Extract, exactly as written, all lines of the material below from the line that includes "target | bus license plate" through its last line.

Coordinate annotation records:
========================================

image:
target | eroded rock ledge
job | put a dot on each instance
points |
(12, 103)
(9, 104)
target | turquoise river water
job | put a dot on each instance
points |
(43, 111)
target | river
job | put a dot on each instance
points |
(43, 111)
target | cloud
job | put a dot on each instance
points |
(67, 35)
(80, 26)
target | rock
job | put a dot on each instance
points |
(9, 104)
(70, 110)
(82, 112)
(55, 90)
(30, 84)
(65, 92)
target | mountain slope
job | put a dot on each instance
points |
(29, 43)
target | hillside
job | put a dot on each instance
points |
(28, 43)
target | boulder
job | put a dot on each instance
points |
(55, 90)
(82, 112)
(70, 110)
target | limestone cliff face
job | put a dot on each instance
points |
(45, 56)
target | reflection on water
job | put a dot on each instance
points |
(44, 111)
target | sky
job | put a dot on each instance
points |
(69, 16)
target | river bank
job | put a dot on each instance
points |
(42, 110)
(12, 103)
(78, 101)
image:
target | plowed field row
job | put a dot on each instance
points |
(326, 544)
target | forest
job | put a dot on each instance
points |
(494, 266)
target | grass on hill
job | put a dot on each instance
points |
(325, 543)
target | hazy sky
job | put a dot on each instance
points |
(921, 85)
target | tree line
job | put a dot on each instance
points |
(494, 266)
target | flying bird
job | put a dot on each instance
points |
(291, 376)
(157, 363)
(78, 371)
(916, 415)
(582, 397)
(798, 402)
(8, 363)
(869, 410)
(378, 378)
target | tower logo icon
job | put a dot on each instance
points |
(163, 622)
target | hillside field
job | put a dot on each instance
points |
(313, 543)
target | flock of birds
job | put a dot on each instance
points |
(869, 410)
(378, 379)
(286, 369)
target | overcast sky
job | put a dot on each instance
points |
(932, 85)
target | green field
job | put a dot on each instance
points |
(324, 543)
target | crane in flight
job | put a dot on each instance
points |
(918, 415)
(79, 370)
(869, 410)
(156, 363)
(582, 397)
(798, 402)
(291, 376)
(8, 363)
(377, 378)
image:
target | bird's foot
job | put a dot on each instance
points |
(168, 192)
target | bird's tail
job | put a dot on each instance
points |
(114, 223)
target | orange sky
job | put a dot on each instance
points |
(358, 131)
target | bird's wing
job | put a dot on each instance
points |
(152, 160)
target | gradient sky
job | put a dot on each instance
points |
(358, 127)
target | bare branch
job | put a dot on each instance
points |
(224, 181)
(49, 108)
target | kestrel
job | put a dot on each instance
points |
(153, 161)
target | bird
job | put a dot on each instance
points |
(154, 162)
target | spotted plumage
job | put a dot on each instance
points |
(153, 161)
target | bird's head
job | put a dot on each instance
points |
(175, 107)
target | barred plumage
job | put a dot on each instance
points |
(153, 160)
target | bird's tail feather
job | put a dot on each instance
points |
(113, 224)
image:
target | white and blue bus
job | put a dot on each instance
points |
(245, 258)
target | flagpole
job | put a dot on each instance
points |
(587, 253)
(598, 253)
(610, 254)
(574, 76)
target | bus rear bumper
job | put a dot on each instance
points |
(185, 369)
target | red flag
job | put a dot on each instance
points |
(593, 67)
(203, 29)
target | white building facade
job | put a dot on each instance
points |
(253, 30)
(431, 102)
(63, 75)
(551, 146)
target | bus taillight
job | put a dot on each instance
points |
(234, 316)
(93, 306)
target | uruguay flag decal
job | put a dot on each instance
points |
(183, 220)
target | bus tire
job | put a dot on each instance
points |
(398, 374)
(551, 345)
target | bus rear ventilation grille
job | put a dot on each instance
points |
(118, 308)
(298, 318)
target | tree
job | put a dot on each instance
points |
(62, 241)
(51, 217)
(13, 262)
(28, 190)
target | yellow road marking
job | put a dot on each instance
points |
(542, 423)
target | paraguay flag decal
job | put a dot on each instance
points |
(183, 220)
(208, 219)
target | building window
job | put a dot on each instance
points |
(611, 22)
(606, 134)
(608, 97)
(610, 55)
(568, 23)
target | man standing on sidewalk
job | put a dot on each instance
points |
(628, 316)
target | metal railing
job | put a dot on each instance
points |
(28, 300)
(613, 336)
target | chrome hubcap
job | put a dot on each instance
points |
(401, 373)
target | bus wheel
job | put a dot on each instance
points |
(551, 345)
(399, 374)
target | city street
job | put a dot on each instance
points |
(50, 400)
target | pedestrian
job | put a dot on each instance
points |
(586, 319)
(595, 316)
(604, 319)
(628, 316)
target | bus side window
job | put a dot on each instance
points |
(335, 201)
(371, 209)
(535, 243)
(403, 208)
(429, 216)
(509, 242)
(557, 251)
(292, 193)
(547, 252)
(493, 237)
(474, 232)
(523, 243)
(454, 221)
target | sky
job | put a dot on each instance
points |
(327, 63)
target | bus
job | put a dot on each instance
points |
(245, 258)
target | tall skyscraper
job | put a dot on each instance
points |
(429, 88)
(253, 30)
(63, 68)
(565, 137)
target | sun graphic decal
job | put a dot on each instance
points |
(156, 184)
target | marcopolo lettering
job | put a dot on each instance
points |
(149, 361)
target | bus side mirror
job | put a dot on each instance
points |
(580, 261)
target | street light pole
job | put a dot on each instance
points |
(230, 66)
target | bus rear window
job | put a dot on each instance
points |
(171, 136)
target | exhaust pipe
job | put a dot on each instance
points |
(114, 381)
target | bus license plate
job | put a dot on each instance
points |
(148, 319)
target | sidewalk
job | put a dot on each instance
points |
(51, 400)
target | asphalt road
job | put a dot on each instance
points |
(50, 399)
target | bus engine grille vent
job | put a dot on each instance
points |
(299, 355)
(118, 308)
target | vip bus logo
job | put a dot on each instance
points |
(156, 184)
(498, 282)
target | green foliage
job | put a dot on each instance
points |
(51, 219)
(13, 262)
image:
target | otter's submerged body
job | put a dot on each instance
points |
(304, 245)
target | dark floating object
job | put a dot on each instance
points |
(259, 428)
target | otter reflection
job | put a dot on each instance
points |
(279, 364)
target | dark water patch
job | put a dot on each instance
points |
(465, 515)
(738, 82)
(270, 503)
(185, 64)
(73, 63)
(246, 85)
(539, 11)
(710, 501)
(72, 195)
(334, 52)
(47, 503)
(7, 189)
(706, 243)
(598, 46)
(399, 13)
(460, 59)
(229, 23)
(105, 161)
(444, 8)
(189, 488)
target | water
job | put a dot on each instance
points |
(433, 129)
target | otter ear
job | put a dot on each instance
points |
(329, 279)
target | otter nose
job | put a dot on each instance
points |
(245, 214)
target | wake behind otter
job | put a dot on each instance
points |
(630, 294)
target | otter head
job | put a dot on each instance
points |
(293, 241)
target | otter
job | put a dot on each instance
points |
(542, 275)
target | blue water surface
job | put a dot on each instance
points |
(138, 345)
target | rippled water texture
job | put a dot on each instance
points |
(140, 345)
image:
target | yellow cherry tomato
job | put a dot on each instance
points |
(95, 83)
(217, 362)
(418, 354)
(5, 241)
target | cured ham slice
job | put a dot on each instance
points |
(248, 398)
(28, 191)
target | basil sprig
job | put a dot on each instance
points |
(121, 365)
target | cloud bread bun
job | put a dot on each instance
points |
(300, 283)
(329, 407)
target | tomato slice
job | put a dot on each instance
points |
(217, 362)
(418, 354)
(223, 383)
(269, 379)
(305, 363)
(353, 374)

========================================

RIGHT ANSWER:
target | bus license plate
job | put a dot on each instance
points |
(148, 319)
target | sidewalk
job | put a dot on each instance
points |
(51, 400)
target | asphalt road
job | put a dot on each instance
points |
(50, 399)
target | bus engine grille vent
job | put a dot on each instance
points |
(299, 355)
(118, 308)
target | vip bus logo
job | put a dot on each instance
points |
(156, 184)
(498, 282)
target | green foliage
job | put a dot on each instance
points |
(51, 219)
(13, 262)
image:
target | otter's submerged body
job | put a dot on each instance
points |
(304, 245)
target | dark floating object
job | put a dot on each instance
points |
(259, 428)
target | otter reflection
job | put a dot on each instance
points |
(279, 364)
target | dark water patch
job | put a dot on each instance
points |
(465, 515)
(738, 82)
(270, 503)
(185, 64)
(73, 63)
(246, 85)
(539, 11)
(710, 501)
(72, 195)
(334, 52)
(47, 503)
(7, 189)
(706, 243)
(598, 46)
(399, 13)
(460, 59)
(229, 23)
(105, 161)
(444, 8)
(189, 488)
target | water
job | put a dot on each instance
points |
(433, 129)
target | otter ear
job | put a dot on each instance
points |
(329, 279)
target | otter nose
job | put a dot on each instance
points |
(245, 214)
target | wake behind otter
job | put a dot on each instance
points |
(630, 294)
target | otter head
job | put a dot on each instance
points |
(293, 241)
target | otter
job | put a dot on each instance
points |
(542, 275)
target | blue water surface
job | put a dot on each instance
points |
(138, 345)
target | rippled water texture
job | put a dot on each instance
points |
(140, 345)
image:
target | yellow cherry tomato
job | put a dot on each instance
points |
(95, 83)
(217, 362)
(418, 354)
(5, 241)
target | cured ham slice
job | put a dot on each instance
points |
(248, 398)
(28, 191)
target | basil sprig
job | put a dot on each instance
points |
(121, 365)
target | cloud bread bun
job | put a dot on each instance
points |
(300, 283)
(329, 407)
target | tomato slice
job | put a dot on each instance
points |
(217, 362)
(418, 354)
(223, 383)
(269, 379)
(305, 363)
(353, 374)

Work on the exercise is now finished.